» **INFORMATION SHOWN**:
--- BEGIN ---

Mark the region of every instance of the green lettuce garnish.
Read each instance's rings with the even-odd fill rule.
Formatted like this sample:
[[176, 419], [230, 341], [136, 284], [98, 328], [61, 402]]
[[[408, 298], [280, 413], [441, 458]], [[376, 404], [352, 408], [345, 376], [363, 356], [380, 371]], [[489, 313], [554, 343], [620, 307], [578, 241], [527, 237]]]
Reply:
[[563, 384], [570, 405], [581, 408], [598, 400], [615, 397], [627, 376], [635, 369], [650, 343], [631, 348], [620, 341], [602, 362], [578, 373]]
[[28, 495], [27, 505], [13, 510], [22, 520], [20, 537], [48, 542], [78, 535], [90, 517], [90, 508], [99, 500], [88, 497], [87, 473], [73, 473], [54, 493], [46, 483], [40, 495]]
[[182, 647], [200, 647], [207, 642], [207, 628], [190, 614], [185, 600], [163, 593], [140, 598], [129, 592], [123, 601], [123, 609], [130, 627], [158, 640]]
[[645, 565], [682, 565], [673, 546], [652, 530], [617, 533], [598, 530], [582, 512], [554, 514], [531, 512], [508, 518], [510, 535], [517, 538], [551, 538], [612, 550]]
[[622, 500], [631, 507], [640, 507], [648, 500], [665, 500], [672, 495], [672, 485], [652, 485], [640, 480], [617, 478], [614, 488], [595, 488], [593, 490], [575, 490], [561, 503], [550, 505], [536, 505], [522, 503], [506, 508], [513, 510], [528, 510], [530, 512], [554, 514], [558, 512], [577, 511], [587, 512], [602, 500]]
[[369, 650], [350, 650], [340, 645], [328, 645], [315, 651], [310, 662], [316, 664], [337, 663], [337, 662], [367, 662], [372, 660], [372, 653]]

--- END ---
--- BEGIN ---

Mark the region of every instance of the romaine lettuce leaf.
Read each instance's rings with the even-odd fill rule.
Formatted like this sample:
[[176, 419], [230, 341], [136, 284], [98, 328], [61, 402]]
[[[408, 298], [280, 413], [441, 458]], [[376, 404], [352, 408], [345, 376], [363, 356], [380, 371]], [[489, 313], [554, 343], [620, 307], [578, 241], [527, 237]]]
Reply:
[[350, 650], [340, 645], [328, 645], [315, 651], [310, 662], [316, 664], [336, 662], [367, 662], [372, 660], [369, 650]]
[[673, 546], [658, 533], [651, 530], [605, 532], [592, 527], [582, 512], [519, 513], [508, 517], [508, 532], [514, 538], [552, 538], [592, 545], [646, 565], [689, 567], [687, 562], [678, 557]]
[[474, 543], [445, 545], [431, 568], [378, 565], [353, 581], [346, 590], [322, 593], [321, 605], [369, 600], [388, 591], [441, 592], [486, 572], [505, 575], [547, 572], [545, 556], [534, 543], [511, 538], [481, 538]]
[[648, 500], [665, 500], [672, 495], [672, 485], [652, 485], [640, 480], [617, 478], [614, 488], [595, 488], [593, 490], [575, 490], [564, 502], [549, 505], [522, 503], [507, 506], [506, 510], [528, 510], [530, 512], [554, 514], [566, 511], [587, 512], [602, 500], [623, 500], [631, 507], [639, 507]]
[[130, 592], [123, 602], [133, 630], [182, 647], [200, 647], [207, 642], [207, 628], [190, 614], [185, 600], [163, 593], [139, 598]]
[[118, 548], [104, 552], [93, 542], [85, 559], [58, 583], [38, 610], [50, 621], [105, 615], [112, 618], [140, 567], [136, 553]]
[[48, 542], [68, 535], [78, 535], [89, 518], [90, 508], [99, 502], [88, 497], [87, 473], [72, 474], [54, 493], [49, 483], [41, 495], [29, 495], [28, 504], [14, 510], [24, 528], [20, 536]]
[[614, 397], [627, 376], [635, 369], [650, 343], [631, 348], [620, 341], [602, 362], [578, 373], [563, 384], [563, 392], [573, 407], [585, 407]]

--- END ---
--- BEGIN ---

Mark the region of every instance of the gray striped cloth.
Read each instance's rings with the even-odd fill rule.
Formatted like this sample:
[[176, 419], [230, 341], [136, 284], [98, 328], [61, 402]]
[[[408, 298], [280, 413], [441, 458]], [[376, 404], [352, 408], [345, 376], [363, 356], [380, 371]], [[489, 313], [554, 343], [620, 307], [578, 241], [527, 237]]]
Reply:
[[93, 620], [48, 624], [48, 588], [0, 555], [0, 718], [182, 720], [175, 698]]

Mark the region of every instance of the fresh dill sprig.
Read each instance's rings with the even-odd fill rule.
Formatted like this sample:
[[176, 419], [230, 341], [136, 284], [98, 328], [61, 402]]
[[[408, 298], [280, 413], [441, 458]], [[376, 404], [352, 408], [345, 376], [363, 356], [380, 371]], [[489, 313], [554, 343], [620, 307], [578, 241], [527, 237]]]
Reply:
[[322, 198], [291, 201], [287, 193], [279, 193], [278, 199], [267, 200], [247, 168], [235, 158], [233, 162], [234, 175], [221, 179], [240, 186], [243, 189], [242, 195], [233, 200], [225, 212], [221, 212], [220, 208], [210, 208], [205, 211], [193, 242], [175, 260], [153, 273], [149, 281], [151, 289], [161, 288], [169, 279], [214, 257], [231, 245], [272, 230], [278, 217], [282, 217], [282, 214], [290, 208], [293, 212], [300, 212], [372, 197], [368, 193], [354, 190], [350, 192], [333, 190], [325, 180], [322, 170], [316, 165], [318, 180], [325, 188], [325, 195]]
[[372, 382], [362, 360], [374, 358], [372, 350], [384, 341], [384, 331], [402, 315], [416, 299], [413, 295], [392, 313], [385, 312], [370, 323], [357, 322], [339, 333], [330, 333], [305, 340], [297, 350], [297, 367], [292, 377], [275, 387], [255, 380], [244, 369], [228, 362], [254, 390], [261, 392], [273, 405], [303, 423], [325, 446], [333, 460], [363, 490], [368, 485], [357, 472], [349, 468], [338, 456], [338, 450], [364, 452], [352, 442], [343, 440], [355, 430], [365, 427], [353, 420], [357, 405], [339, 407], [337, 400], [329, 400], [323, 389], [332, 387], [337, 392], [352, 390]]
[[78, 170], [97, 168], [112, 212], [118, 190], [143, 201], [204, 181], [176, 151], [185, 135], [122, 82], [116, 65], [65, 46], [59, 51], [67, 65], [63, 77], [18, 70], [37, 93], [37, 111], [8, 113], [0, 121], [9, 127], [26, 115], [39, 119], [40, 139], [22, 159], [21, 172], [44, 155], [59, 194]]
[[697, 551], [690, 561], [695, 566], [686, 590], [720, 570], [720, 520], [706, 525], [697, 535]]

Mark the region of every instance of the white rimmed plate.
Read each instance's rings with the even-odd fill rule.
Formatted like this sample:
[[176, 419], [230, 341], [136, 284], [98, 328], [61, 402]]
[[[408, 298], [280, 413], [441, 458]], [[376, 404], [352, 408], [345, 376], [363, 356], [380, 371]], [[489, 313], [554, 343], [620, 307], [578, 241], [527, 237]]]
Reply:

--- END ---

» **PROBLEM TO SOLVE**: Copy out every line of the records above that contains the word "Mark".

» **RESULT FOR THIS TASK**:
Mark the region of every instance of the green lettuce garnish.
Mark the region of every instance of the romaine lettuce leaf.
Mark the region of every instance of the gray striped cloth.
Mark the region of every instance of the fresh dill sprig.
Mark the region of every instance of the white rimmed plate.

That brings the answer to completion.